### Exercise input:

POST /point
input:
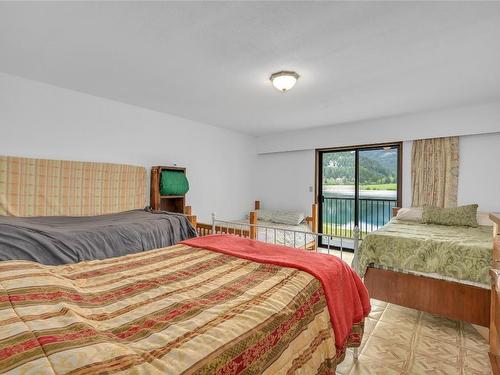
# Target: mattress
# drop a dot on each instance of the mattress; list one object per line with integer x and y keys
{"x": 180, "y": 309}
{"x": 59, "y": 240}
{"x": 453, "y": 253}
{"x": 281, "y": 234}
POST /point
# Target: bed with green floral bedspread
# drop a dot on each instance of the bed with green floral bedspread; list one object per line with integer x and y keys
{"x": 462, "y": 253}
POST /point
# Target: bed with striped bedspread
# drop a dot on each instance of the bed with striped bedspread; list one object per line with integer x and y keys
{"x": 180, "y": 309}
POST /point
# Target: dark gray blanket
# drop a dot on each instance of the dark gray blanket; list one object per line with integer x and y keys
{"x": 62, "y": 239}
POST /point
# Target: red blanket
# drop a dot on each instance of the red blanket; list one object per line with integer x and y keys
{"x": 346, "y": 295}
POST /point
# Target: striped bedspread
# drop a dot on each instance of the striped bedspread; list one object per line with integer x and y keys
{"x": 180, "y": 309}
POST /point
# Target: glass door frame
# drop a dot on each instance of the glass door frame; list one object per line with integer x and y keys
{"x": 318, "y": 186}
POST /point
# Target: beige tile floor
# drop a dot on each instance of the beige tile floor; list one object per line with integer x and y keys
{"x": 399, "y": 340}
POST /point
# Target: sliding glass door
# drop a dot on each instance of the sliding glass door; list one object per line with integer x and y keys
{"x": 357, "y": 186}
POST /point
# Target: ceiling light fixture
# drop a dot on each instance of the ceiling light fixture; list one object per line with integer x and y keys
{"x": 284, "y": 80}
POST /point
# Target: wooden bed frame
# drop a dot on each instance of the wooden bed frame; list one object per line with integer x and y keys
{"x": 445, "y": 298}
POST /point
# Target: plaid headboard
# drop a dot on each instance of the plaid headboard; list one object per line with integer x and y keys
{"x": 39, "y": 187}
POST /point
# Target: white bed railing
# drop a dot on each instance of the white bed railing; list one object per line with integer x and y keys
{"x": 300, "y": 239}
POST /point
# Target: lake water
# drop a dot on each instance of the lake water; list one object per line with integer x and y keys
{"x": 375, "y": 209}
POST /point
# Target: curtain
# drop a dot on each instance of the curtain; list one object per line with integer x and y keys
{"x": 434, "y": 172}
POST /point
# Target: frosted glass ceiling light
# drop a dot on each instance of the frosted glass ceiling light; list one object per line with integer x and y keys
{"x": 284, "y": 80}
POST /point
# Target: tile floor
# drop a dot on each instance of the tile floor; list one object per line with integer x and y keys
{"x": 399, "y": 340}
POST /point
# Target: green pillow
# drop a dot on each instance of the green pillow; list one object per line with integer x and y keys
{"x": 173, "y": 183}
{"x": 459, "y": 216}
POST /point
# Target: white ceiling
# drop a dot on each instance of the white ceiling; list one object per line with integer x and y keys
{"x": 210, "y": 61}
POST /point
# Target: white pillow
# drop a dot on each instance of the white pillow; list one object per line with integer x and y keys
{"x": 288, "y": 217}
{"x": 483, "y": 218}
{"x": 410, "y": 214}
{"x": 263, "y": 214}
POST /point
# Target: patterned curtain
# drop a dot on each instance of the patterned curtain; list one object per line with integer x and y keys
{"x": 434, "y": 172}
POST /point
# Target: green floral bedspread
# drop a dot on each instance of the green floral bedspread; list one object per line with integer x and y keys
{"x": 463, "y": 253}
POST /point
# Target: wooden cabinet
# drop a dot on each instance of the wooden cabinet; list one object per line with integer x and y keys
{"x": 170, "y": 203}
{"x": 495, "y": 298}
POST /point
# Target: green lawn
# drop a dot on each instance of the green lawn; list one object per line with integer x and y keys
{"x": 379, "y": 187}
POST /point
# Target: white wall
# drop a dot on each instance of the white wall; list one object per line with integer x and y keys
{"x": 284, "y": 179}
{"x": 39, "y": 120}
{"x": 286, "y": 176}
{"x": 479, "y": 174}
{"x": 467, "y": 120}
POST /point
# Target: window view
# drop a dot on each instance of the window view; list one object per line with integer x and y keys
{"x": 359, "y": 186}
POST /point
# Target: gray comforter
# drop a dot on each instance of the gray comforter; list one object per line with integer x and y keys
{"x": 63, "y": 240}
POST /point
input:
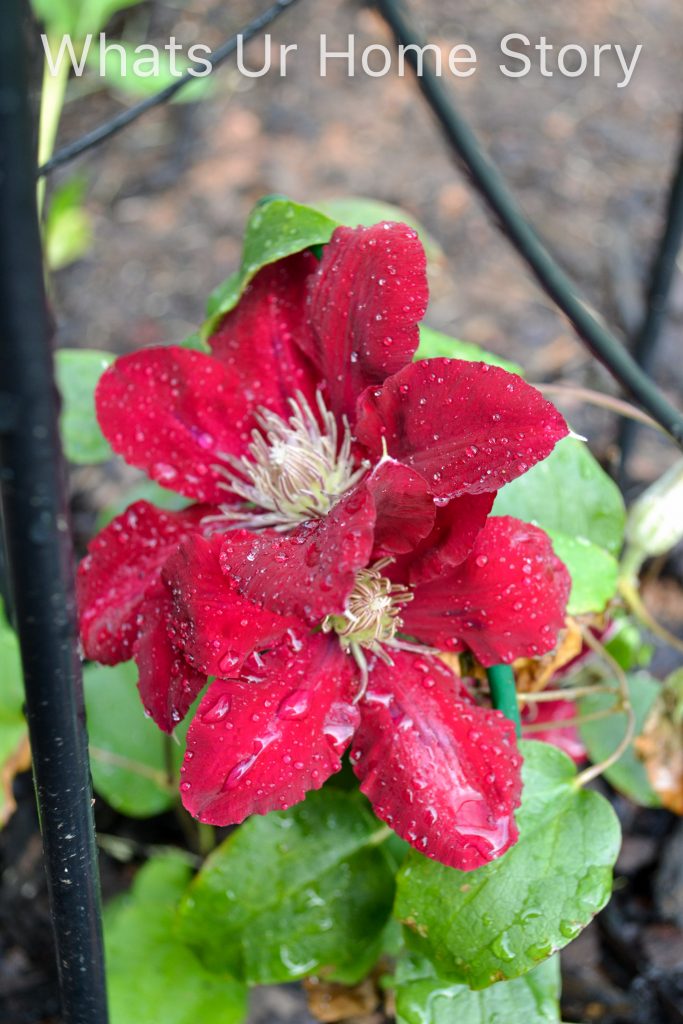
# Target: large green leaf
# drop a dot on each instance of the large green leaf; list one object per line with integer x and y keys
{"x": 152, "y": 976}
{"x": 423, "y": 997}
{"x": 127, "y": 750}
{"x": 276, "y": 227}
{"x": 354, "y": 211}
{"x": 594, "y": 572}
{"x": 434, "y": 343}
{"x": 500, "y": 921}
{"x": 603, "y": 735}
{"x": 13, "y": 731}
{"x": 298, "y": 892}
{"x": 568, "y": 493}
{"x": 78, "y": 371}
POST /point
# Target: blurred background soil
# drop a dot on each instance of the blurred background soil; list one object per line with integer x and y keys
{"x": 589, "y": 161}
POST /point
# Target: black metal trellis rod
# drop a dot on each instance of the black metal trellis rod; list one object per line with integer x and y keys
{"x": 662, "y": 278}
{"x": 39, "y": 554}
{"x": 121, "y": 121}
{"x": 519, "y": 231}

### Work to be completed:
Please set down only the lines from the first line of the records above through the line that has "# Target: striped bedspread", exactly, and not the pictures.

### Problem solution:
POST /point
input:
# Target: mattress
# drop a dot on each instance of the mattress; list one object per line with integer x and y keys
{"x": 180, "y": 309}
{"x": 59, "y": 240}
{"x": 453, "y": 253}
{"x": 281, "y": 234}
POST /point
# Target: bed with green floral bedspread
# drop a dot on each instance of the bed with green floral bedspread; list one object per line with integer x and y keys
{"x": 462, "y": 253}
POST /point
# Target: bed with striped bedspread
# drop a dot on each instance of the bed with striped bedspread; list one object per line with integer x and y keys
{"x": 180, "y": 309}
POST /point
# Target: dark gray blanket
# drop a dot on each instance of the dark gray blanket; list one object per line with integer x and y keys
{"x": 62, "y": 239}
POST /point
# Target: red blanket
# drop a dot on each instance of the red blanket; list one object per line with integer x and y keys
{"x": 346, "y": 295}
POST /point
# Target: striped bedspread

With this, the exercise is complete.